→ **WRITTEN TASK A**
Arrange the rows below, from their start through the line containing "positive clicks: (162, 159)", as a JSON list of strings, one string per line. Leave out blank lines and any pictures.

Gratitude Brings Benefits to the Workplace (and You!)
November is the month of thanksgiving, and it turns out, being reflective and having gratitude can not only bring many positive health effects, but can also bring lots of benefits to the workplace too.
This blog takes a look into why it’s important for leaders to have and encourage an ‘attitude of gratitude’.
What is Gratitude?
In positive psychology research, gratitude is strongly and consistently associated with greater happiness. Simply put, gratitude is about recognising and acknowledging the good things in your life.
Definition from Oxford Languages:
the quality of being thankful; readiness to show appreciation for and to return kindness.
Ramp it up!
With the current global news landscape, it can often feel difficult to have an ‘attitude of gratitude’, but it’s proven to be hugely beneficial for both giver and receiver.
It’s been a heavy period for humanity, where many of us feel confused, saddened, angered, and helpless. Personally, after much time reflecting (which let’s face it is an enormous privilege), I continually urge myself to ramp up the kindness, compassion and gratitude in my every day.
The Research is Clear, Gratitude is Good for You
A 2023 study; ‘Counting blessings versus burdens: An experimental investigation of gratitude and subjective well-being in daily life’, was led by Psychologist, Robert A. Emmons and sought to understand how people benefit from gratitude, a question that scientists had hardly explored until then. Dr Emmons said; “Gratitude heals, energizes and changes lives, it is the prism through which we view life in terms of gifts, givers, goodness and grace.”
Talking about the findings of this study, an article in The New York Times summaries, by saying; “Dr Emmons’s findings suggested that gratitude may improve psychological well-being – (and) inspired a spate of additional research. To date, numerous studies have found that having a grateful outlook, ‘counting one’s blessings’ and expressing gratitude to others can have positive effects on our emotional health as well as on interpersonal and relationships.”
The power of gratitude and appreciation is huge when it comes to managing stress, building resilience, and generally creating more positivity in your life – and who doesn’t want that?
The Power of Gratitude at Work
An attitude of gratitude isn’t about simply saying thank you (although that’s a good place to start), but it is about making it a conscious habit, to regularly practise gratitude and thankfulness.
Research shows that having an attitude of gratitude in the workplace also drives performance, engagement and loyalty.

→ **WRITTEN TASK B**
Pick up the article above on gratitude in the workplace after its last sentence and continue it.

Stored data entries:
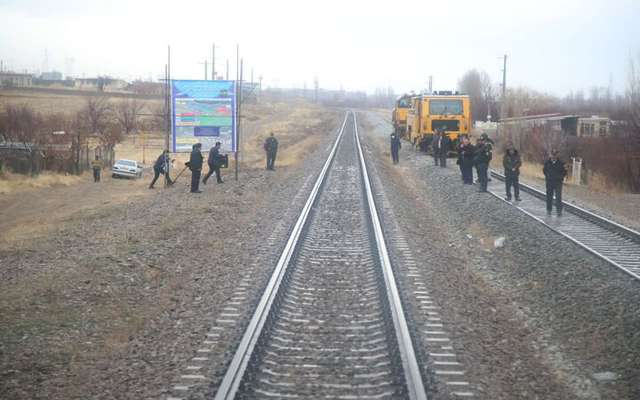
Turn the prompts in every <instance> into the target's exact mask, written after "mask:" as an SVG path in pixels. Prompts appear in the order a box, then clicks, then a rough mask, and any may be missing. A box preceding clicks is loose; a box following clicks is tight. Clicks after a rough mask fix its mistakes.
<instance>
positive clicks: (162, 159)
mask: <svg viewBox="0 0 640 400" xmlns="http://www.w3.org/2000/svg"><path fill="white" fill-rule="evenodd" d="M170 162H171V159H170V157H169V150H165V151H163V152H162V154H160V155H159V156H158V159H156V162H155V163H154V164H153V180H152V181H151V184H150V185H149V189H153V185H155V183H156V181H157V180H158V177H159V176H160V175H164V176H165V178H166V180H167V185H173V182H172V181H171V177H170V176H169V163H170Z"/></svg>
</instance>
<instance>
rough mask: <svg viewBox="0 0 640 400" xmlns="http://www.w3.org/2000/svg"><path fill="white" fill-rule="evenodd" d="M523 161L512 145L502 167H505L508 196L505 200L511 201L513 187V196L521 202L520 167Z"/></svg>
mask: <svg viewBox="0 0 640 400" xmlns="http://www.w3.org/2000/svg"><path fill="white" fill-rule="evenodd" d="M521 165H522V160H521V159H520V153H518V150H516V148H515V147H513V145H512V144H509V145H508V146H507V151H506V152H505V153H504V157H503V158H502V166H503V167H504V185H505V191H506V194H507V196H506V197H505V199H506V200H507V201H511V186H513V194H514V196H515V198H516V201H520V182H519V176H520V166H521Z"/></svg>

→ **EXERCISE RESPONSE A**
[
  "Turn the prompts in every <instance> into the target's exact mask, written after \"mask:\" as an SVG path in pixels. Prompts appear in the order a box, then clicks, then a rough mask, and any may be missing. A box preceding clicks is loose; a box following clicks is tight. Clicks after a rough mask fix its mistakes.",
  "<instance>",
  "positive clicks: (162, 159)"
]

→ **EXERCISE RESPONSE B**
The University of Central Florida conducted a study among employees from various professions, asking them to journal about work gratitude for 10 days and this simple act led participants to demonstrate more respect, politeness, and self-discipline. And this is only one of many studies underscoring the power of thankfulness.
Studies also found that leaders who express appreciation are more influential, respected, and happier.
15five, who help HR leaders drive results through human-centred leadership and management, have data that shows some great benefits of gratitude in the workplace, including:
- “Increased engagement: Organisations that recognise their people inspire real connection.
- Higher productivity: When employees feel celebrated and valued, they’re more excited to work.
- Better retention: A positive recognition strategy boosts morale and breeds loyalty.
- Greater motivation: Regular appreciation gives people fresh purpose and momentum.
- More satisfied customers: Employees who are openly praised earn higher loyalty and satisfaction scores.
- Stronger connections: Remote teams feel more connected when positive feedback rolls in.”
Within this INC article social psychologist, Amit Kumar, who is the lead author of a recent study that looks at how people tend to undervalue the effects of showing their gratitude, said; “People think it’s not that big a deal … What was interesting to me is that even though it’s something that’s well-known, people still don’t express gratitude all that often.”
The article goes on to say that ‘In his findings, Kumar discovered that many believe that expressing thanks will be awkward, or that the other person will be offended by receiving an array of compliments. Yet his research showed that people underrated the positive effects their letters had on the recipient. “We found that expressers may worry inordinately about how they are expressing gratitude — their ability to articulate the words ‘just right’ — whereas recipients are focused more on warmth and positive intent,”the study authors wrote.’
Company Culture Boost
Positive recognition is contagious. So, leaders have the opportunity to create a ripple effect of gratitude and thankfulness.
An important part of building a company culture where people feel valued, is proactively taking time to show appreciation and kindness to employees, colleagues, contractors, suppliers, and anyone else involved in helping your company be successful.
If you want to improve your company culture, it certainly seems wise to focus on gratitude.
Recommending Leaders Invest in Gratitude
Having an attitude of gratitude has to be consciously done, purposefully done and something I personally believe leaders benefit from investing in.
If you follow me on social media, you will probably already realise I’m a BIG believer in having an attitude of gratitude – I’ve worked on it personally, I work with clients on this and related topics regularly, and it’s even had a good mention in my book ‘Have It All Without Burning Out’.
For me, having an attitude of gratitude and incorporating gratitude habits into my daily routine, has really helped enhance my resilience, boost my ability to work through challenges, and simply enjoy my everyday life more.
Expressing Gratitude to Work Colleagues
Expressing gratitude to a colleague can start by being aware of simply saying thank you. This doesn’t just mean pop a ‘Many Thanks’ at the end of your email signature, it’s about being intentional and explaining why you’re grateful, what for and why. This could be via conversation, email, text… but it could also be a simple post-it note or card left on someone’s desk or other virtual mechanism – this shows extra effort.
Warnings x 2:
- Don’t overdo it! You don’t want your thank you’s to come across as overworked and disingenuous.
- Be sure to know your audience and offer your thanks in a way that you know will be received well.
Receiving Thanks – Can You Cope?
Not only do we have to be intentional about having an attitude of gratitude, we also need to be intentional when it comes to receiving thanks with grace.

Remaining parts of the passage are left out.